▶ [The task]: Repeat every record below exactly, omitting any pictures.

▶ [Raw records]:
▼

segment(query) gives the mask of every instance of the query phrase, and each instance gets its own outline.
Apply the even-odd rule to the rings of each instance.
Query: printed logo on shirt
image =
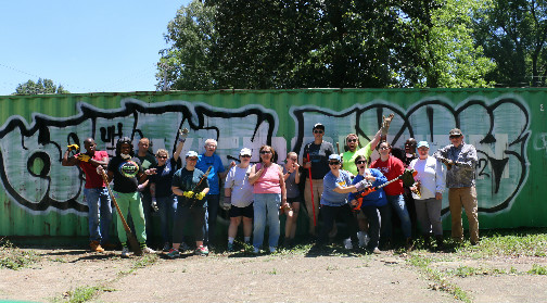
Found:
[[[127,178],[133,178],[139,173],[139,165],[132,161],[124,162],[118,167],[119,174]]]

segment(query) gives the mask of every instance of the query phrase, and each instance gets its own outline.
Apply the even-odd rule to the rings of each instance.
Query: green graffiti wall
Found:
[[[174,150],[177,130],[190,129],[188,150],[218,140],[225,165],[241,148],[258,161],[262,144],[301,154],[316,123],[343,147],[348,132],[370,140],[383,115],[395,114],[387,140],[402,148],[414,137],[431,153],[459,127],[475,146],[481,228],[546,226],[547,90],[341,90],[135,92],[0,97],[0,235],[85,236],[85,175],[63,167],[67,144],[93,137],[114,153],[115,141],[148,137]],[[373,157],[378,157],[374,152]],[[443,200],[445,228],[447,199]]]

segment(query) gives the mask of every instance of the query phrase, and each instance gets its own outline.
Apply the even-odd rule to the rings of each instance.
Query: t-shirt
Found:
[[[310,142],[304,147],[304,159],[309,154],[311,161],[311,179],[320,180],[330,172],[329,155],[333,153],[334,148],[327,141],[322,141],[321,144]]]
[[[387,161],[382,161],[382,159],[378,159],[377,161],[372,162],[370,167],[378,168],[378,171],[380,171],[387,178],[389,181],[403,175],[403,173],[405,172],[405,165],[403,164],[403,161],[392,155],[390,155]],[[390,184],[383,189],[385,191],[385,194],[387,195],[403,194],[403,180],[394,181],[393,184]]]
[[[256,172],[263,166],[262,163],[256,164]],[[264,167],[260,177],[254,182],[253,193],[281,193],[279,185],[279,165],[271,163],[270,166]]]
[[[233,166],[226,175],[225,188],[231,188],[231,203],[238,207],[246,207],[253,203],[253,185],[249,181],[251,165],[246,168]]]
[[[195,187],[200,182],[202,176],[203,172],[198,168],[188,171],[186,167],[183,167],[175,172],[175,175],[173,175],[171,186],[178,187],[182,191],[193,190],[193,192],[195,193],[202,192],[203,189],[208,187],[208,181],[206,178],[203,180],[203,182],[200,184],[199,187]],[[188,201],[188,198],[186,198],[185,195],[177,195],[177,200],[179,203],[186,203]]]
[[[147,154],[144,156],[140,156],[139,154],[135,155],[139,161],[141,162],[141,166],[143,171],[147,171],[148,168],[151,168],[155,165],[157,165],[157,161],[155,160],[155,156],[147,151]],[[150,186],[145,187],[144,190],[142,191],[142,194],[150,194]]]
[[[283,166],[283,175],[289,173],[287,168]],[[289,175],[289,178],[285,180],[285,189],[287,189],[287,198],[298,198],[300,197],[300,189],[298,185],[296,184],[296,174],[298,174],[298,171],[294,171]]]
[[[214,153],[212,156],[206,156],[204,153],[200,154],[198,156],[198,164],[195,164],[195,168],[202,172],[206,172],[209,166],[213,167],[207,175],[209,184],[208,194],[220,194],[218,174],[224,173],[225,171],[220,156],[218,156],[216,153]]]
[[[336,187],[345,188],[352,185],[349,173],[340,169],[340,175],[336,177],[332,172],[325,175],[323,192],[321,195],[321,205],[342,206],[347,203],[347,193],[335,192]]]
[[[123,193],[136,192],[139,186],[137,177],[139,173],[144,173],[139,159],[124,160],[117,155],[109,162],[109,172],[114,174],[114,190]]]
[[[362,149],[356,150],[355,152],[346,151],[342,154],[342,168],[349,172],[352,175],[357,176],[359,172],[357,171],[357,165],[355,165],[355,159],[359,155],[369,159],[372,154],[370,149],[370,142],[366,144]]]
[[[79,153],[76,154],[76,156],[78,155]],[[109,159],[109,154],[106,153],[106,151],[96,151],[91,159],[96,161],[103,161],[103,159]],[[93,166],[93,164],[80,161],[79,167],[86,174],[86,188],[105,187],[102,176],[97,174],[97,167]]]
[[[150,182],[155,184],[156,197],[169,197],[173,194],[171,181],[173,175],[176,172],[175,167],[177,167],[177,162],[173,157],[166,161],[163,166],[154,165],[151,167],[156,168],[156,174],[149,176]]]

▲

▶ [Written response]:
segment(query) gives the mask of every instance of the query phrase, and each instance gets its own outline.
Apply the even-odd rule to the rings of each instance.
Query: printed logo on shirt
image =
Found:
[[[127,178],[133,178],[139,173],[139,165],[132,161],[124,162],[118,167],[119,174]]]

segment(query) gives the mask of every instance of the query phrase, and each instance gets its own outline.
Apply the even-odd rule to the rings of each instance.
Query: green graffiti wall
Found:
[[[174,150],[177,130],[190,129],[188,150],[218,140],[225,165],[241,148],[258,161],[262,144],[301,154],[316,123],[343,147],[348,132],[370,140],[383,115],[395,114],[387,140],[402,148],[414,137],[431,153],[459,127],[475,146],[481,228],[546,226],[547,90],[341,90],[135,92],[0,97],[0,235],[85,236],[85,175],[63,167],[67,144],[93,137],[114,153],[115,141],[148,137]],[[373,157],[378,157],[374,152]],[[443,200],[445,228],[447,199]]]

segment(query) gives the mask of every instance of the query phrase, and each instance gets its own outline.
Apply the even-odd rule to the rings of each instance.
Query: t-shirt
Found:
[[[310,142],[304,147],[304,159],[309,154],[311,161],[311,179],[320,180],[330,172],[329,155],[333,153],[334,148],[327,141],[322,141],[321,144]]]
[[[387,161],[382,161],[382,159],[378,159],[377,161],[372,162],[370,167],[378,168],[378,171],[380,171],[387,178],[389,181],[403,175],[403,173],[405,172],[405,165],[403,164],[403,161],[392,155],[390,155]],[[390,184],[383,189],[385,191],[385,194],[387,195],[403,194],[403,180],[394,181],[393,184]]]
[[[256,172],[263,166],[262,163],[256,164]],[[264,167],[260,177],[254,182],[253,193],[281,193],[279,185],[279,165],[271,163],[270,166]]]
[[[233,166],[226,175],[225,188],[231,188],[231,203],[238,207],[246,207],[253,203],[253,185],[249,181],[251,165],[246,168]]]
[[[195,187],[200,182],[202,176],[203,172],[198,168],[188,171],[186,167],[183,167],[175,172],[175,175],[173,175],[171,186],[178,187],[182,191],[193,190],[193,192],[195,193],[202,192],[203,189],[208,187],[208,181],[206,178],[203,180],[203,182],[200,184],[199,187]],[[188,201],[188,198],[186,198],[185,195],[177,195],[177,200],[179,203],[186,203]]]
[[[147,154],[144,156],[140,156],[139,154],[135,155],[139,161],[141,162],[141,166],[143,171],[147,171],[148,168],[151,168],[155,165],[157,165],[157,161],[155,160],[155,156],[147,151]],[[150,186],[145,187],[144,190],[142,191],[142,194],[150,194]]]
[[[283,166],[283,175],[289,173],[287,168]],[[289,175],[289,178],[285,180],[285,189],[287,189],[287,198],[298,198],[300,197],[300,189],[298,185],[296,184],[296,174],[298,174],[298,171],[294,171]]]
[[[214,153],[212,156],[206,156],[204,153],[200,154],[198,156],[198,164],[195,164],[195,168],[202,172],[206,172],[209,166],[213,167],[207,175],[209,184],[208,194],[220,194],[218,174],[224,173],[225,171],[220,156],[218,156],[216,153]]]
[[[336,187],[345,188],[352,185],[349,173],[340,169],[340,175],[336,177],[332,172],[325,175],[323,192],[321,195],[321,205],[342,206],[347,203],[347,193],[335,192]]]
[[[123,193],[136,192],[139,186],[137,177],[139,173],[144,173],[139,159],[124,160],[117,155],[109,162],[109,172],[114,174],[114,190]]]
[[[362,149],[356,150],[355,152],[346,151],[342,154],[342,168],[349,172],[352,175],[357,176],[359,172],[357,171],[357,165],[355,165],[355,159],[359,155],[369,159],[372,154],[370,149],[370,142],[366,144]]]
[[[79,153],[76,154],[76,156],[78,155]],[[109,159],[109,154],[106,153],[106,151],[96,151],[91,159],[96,161],[103,161],[103,159]],[[93,166],[93,164],[80,161],[79,167],[86,174],[86,188],[105,187],[102,176],[97,174],[97,167]]]
[[[150,182],[155,184],[156,197],[169,197],[173,194],[171,181],[173,175],[176,172],[175,167],[177,167],[177,162],[173,157],[166,161],[163,166],[154,165],[151,167],[156,168],[156,174],[149,176]]]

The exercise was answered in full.